> **DATA FOR THIS TASK**
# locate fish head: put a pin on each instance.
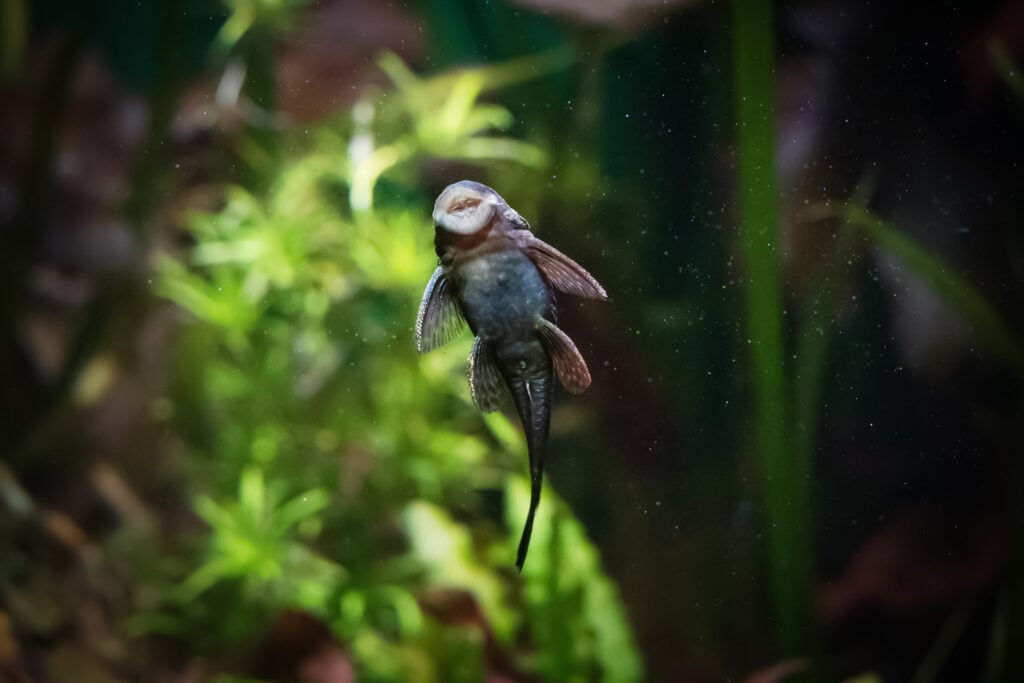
(466, 207)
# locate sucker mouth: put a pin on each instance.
(463, 204)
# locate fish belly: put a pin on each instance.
(503, 295)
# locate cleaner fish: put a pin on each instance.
(495, 274)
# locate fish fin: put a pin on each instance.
(562, 273)
(439, 319)
(569, 366)
(532, 399)
(484, 380)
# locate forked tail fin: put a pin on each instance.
(532, 399)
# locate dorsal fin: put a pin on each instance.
(562, 273)
(568, 365)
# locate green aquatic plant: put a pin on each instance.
(338, 471)
(783, 469)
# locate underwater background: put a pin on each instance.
(222, 460)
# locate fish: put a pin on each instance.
(496, 275)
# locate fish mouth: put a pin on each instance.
(464, 209)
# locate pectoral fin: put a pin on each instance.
(439, 319)
(484, 380)
(562, 273)
(568, 365)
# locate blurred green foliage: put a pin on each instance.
(341, 473)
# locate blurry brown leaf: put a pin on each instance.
(332, 52)
(777, 672)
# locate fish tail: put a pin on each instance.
(532, 398)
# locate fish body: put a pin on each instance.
(495, 274)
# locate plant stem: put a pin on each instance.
(783, 470)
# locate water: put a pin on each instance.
(798, 459)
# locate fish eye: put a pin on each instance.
(463, 203)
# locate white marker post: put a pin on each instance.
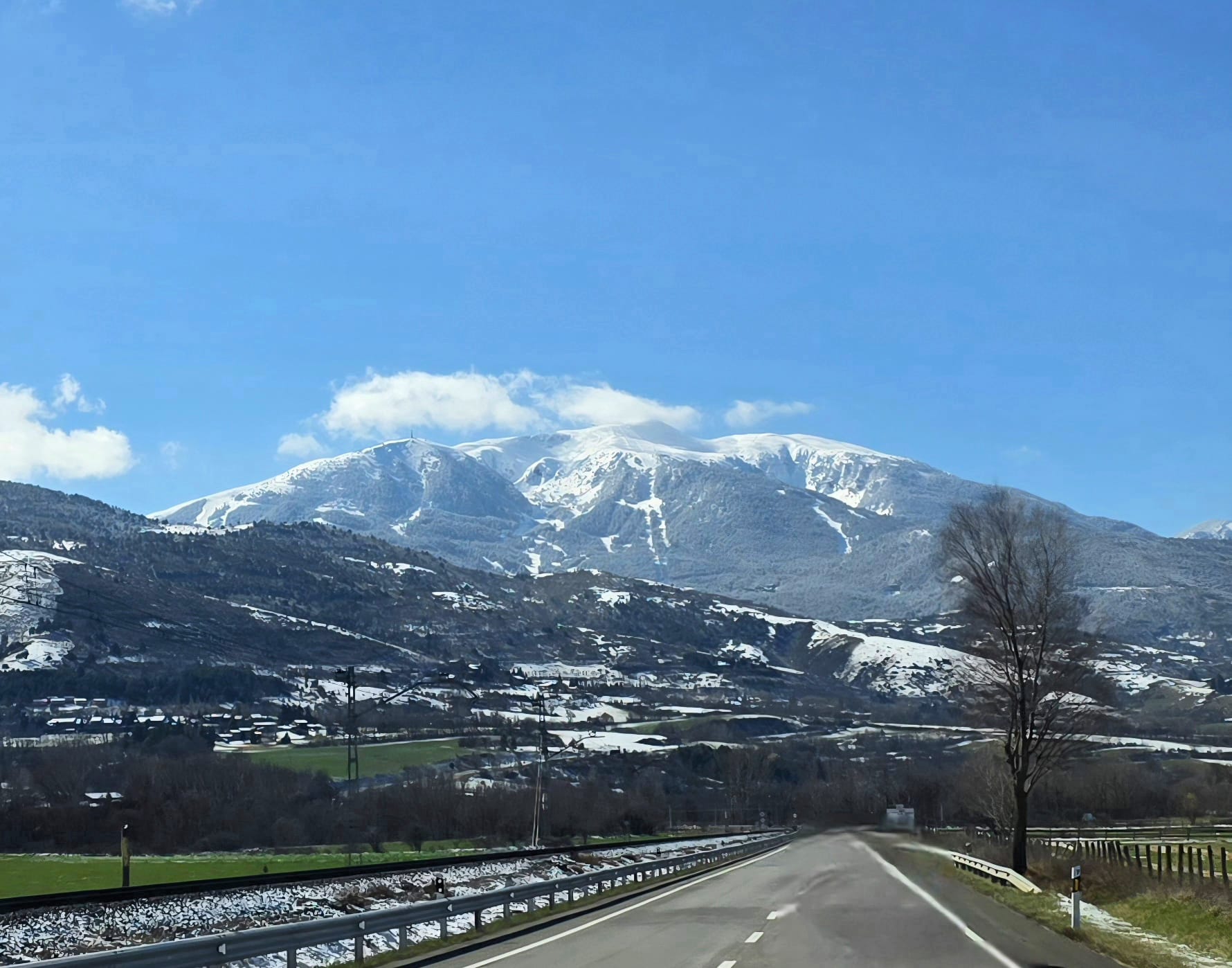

> **AIM OF THE EXERCISE**
Write out all of the records above. Keep them exact and leave out the pictures.

> **SOLUTION**
# locate fish head: put a pin on each instance.
(466, 207)
# locate sucker mouth: put a pin on each instance.
(463, 204)
# locate fish belly: put a pin on each instance.
(503, 295)
# locate cleaner fish: put a pin on each instance.
(495, 274)
# locate fish fin: put a pin on each instance.
(562, 273)
(439, 319)
(569, 366)
(532, 399)
(484, 380)
# locate forked tail fin: put a pin on each instance.
(532, 399)
# locate dorsal fin: put a pin on each instance.
(562, 273)
(568, 365)
# locate green aquatic plant: put a pin on each instance.
(338, 471)
(783, 469)
# locate underwater background: put a pin on each instance.
(222, 460)
# locate fish: put a pin on each instance.
(496, 275)
# locate fish mouth: put a pin on each instance.
(464, 209)
# locate pectoral fin: put a pin on each instance.
(439, 319)
(484, 380)
(562, 273)
(568, 365)
# locate blurred green foliage: put a pin on each instance.
(341, 473)
# locate blurry brown leaf: put a pin on each instance.
(332, 52)
(777, 672)
# locate fish tail: put a pin on each instance.
(532, 398)
# locate fish body: put a pin on each instance.
(495, 274)
# locate plant stem: put a pin on each instance.
(783, 470)
# locate water: put a pin on each instance.
(798, 459)
# locate fish eye: put a pin on each instance.
(463, 203)
# locate white marker post: put a pin on each instance.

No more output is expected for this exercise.